→ **Brief**:
Show, in full, each line of the data that contains "outline".
'''
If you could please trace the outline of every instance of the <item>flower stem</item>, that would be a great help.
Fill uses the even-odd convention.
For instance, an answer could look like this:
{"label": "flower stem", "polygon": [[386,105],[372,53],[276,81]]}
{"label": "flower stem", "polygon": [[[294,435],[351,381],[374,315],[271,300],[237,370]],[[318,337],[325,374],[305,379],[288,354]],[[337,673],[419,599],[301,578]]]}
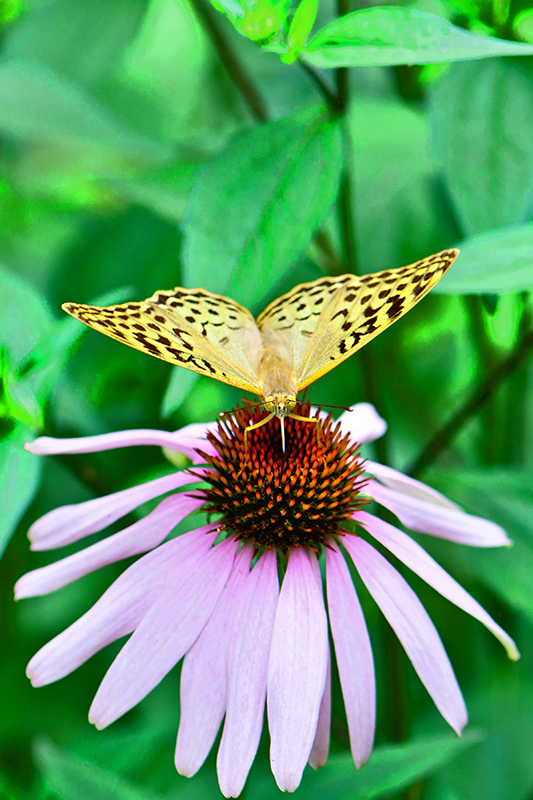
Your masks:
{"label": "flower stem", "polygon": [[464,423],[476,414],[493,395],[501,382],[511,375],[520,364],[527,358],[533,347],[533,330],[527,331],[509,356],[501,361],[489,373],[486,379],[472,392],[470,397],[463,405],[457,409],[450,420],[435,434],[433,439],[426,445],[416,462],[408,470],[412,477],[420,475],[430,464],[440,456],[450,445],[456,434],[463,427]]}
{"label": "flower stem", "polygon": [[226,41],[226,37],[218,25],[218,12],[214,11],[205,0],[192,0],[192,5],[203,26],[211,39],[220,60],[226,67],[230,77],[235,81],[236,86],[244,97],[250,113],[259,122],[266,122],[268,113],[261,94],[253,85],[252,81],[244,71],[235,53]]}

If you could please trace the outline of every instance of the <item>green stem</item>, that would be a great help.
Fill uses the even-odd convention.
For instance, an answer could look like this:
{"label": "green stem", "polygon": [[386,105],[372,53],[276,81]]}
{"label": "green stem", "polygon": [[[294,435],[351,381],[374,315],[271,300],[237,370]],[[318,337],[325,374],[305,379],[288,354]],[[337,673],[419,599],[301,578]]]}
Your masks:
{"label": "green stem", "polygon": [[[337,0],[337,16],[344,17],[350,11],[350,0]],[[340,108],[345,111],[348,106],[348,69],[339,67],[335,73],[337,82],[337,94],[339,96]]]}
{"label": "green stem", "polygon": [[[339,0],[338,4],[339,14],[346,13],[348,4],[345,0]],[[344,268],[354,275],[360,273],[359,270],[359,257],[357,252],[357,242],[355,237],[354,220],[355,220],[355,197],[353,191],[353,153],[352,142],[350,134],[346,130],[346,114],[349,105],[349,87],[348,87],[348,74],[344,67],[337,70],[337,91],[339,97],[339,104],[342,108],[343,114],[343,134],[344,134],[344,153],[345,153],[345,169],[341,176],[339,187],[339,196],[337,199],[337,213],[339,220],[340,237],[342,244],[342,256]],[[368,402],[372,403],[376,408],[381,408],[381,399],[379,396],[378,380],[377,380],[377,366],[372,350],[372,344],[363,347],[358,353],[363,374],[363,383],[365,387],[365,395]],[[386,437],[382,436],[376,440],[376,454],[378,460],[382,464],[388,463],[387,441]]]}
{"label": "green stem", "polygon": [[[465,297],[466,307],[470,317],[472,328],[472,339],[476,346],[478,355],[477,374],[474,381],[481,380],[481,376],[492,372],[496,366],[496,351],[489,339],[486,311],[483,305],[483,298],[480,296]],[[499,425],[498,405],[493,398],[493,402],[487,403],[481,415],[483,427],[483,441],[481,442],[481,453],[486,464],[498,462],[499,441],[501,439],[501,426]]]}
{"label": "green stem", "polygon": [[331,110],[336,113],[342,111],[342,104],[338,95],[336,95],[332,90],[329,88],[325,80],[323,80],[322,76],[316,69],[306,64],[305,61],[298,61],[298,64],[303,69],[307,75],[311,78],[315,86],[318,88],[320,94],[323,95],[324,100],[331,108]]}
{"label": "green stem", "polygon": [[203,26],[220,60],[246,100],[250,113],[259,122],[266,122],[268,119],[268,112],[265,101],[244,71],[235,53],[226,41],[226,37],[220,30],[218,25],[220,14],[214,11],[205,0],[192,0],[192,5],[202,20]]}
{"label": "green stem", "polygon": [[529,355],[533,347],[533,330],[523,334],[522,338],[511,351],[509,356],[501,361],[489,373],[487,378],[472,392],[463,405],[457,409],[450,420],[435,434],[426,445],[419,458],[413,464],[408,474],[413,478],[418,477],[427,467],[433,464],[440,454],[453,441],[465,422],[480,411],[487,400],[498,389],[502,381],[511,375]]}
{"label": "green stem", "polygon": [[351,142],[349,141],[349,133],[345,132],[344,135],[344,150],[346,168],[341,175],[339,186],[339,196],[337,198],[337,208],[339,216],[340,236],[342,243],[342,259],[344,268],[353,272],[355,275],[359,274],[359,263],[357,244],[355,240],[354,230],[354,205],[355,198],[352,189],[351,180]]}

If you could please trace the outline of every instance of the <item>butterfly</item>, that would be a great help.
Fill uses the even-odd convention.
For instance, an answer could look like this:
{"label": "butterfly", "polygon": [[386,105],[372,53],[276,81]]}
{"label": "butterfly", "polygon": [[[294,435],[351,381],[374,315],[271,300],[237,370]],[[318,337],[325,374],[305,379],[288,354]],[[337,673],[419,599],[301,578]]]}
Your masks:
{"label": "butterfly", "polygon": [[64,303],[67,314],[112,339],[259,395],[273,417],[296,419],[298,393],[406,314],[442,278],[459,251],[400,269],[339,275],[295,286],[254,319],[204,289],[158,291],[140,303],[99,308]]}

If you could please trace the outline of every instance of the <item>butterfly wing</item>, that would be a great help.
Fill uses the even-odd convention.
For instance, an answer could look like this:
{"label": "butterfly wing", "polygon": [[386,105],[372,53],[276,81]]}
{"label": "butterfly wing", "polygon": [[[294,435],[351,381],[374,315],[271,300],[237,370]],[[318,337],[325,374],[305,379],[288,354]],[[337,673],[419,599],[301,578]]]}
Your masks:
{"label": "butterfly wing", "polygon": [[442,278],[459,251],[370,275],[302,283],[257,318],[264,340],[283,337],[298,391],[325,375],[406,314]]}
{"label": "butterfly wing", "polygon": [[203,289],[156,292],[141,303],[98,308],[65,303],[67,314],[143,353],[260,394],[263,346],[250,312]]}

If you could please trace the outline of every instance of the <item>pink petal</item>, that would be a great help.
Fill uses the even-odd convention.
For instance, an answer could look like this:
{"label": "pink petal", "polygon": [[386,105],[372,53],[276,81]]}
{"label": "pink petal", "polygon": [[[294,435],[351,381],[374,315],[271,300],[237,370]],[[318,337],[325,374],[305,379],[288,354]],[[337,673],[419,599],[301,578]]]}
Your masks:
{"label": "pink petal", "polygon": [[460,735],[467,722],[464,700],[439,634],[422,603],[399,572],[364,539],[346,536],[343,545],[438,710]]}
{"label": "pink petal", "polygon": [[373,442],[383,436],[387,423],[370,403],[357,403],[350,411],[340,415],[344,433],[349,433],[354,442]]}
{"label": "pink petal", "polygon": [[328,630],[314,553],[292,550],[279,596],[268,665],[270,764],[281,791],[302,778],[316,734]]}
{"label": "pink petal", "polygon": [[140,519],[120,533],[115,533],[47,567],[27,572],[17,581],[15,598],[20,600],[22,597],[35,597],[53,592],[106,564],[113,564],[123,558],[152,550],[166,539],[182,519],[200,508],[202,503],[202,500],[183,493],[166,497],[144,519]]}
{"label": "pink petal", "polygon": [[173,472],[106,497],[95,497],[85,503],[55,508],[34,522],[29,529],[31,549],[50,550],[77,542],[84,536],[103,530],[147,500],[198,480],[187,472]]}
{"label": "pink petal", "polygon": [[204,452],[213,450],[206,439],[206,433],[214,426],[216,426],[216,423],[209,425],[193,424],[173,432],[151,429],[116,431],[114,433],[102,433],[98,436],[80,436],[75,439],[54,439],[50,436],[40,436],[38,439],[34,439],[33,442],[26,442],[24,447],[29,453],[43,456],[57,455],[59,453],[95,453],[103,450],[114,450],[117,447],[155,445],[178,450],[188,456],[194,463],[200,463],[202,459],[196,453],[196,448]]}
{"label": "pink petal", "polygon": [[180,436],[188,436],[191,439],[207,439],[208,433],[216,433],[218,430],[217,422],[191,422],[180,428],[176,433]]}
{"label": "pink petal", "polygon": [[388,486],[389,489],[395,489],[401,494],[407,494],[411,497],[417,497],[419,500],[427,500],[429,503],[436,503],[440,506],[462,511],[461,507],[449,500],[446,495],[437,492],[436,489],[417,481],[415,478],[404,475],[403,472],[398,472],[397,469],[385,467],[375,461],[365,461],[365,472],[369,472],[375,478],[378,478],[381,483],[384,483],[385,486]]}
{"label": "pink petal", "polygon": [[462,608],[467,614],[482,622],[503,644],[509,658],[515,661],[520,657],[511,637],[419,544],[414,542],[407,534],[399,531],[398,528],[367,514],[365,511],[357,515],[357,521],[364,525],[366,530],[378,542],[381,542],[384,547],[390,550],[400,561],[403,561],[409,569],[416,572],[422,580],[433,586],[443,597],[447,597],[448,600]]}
'''
→ **Solved problem**:
If you could please trace the outline of every instance of the <item>flower stem</item>, that would be a great help.
If you could please trace the outline of every instance of the <item>green stem</item>, that would be a great help.
If you could please trace the outline of every instance of the <item>butterfly</item>, that would be a great help.
If you could please trace the outline of every instance of the <item>butterfly wing</item>, that would be a great help.
If you could please trace the outline of every instance of the <item>pink petal</item>, that would be a great help.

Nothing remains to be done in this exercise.